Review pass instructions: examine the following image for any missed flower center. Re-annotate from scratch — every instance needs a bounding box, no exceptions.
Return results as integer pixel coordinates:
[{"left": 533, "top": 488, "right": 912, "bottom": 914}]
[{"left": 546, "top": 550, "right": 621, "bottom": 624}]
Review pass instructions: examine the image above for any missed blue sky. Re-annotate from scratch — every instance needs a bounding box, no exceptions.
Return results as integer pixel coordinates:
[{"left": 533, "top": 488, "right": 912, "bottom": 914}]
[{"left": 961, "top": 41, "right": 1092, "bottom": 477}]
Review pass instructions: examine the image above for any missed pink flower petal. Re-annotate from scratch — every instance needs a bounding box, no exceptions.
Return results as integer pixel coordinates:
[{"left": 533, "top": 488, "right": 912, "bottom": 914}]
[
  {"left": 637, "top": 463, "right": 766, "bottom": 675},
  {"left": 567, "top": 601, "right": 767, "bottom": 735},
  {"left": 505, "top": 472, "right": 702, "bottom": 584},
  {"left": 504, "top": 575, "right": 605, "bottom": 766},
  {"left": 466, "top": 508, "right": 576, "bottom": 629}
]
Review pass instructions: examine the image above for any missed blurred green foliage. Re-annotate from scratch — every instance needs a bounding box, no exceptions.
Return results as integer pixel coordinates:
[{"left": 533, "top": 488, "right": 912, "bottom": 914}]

══════════════════════════════

WHAT IS ASKED: Return every line unchanged, starting with the line that contains "any missed pink" and going on through the final line of the items above.

EXERCISE ANSWER:
Review pass instructions: examine the image above for any missed pink flower petal. Re-annotate from scratch — every instance needs a bounding box, no exceptions.
Return results as integer pixel coordinates:
[{"left": 533, "top": 488, "right": 912, "bottom": 914}]
[
  {"left": 637, "top": 463, "right": 766, "bottom": 675},
  {"left": 567, "top": 601, "right": 767, "bottom": 735},
  {"left": 505, "top": 472, "right": 702, "bottom": 584},
  {"left": 504, "top": 575, "right": 605, "bottom": 766},
  {"left": 466, "top": 508, "right": 576, "bottom": 629}
]
Review pass instructions: examine the image above for any missed blurred green foliage. Re-annotate from scratch — every instance needs a bounding box, no exceptions.
Return results as integer pixel coordinates:
[{"left": 533, "top": 488, "right": 912, "bottom": 914}]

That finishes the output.